Stated goal> Copy out, word for word, the stretch of the data below from the line containing "Practice step: point at the camouflage jacket" through the end of the data, including that first line.

Listing>
++++++++++
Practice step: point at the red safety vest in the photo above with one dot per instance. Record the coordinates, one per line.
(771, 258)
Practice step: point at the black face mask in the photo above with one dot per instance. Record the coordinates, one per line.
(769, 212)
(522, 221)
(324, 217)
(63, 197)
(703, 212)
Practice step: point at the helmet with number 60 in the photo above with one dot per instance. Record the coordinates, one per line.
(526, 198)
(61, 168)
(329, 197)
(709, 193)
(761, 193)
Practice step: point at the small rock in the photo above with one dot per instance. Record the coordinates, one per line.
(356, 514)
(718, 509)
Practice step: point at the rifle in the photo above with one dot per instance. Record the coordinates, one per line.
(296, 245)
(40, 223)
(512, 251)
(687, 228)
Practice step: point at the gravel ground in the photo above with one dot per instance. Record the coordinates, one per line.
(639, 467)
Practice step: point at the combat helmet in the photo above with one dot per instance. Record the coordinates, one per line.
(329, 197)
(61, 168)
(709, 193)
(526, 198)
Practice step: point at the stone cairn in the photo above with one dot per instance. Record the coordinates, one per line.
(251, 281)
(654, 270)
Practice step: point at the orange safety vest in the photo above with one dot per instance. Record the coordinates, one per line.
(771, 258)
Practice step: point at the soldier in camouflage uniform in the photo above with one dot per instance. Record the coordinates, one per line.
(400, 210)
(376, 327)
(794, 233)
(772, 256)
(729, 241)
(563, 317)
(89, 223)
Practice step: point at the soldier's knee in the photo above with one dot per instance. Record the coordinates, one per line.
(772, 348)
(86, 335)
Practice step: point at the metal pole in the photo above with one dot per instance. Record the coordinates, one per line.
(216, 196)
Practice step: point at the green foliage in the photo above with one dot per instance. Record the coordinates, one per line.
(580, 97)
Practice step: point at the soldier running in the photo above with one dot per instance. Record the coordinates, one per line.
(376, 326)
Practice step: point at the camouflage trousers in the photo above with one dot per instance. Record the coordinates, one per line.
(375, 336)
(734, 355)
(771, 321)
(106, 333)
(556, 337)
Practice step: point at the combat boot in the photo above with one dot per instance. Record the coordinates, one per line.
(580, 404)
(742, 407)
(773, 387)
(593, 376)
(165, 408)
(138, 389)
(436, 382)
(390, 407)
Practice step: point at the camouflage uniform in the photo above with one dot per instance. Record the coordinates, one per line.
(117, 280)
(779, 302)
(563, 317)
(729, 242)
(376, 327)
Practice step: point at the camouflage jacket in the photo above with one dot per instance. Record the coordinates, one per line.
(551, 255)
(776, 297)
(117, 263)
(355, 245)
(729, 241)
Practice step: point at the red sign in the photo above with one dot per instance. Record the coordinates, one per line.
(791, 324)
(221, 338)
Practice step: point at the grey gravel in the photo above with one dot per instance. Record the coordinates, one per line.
++++++++++
Answer to this task>
Practice step: point at the camouflage jacket in the photo above with one dot per instance. Record the coordinates, one per line.
(551, 255)
(776, 297)
(117, 263)
(355, 245)
(729, 241)
Practice step: point at the red sign in the photo above with one dot per instance. Record the coordinates, one per line.
(791, 324)
(221, 338)
Practice step: point at the grey gravel in the photo above with one dot per instance. Record the coordinates, one per line.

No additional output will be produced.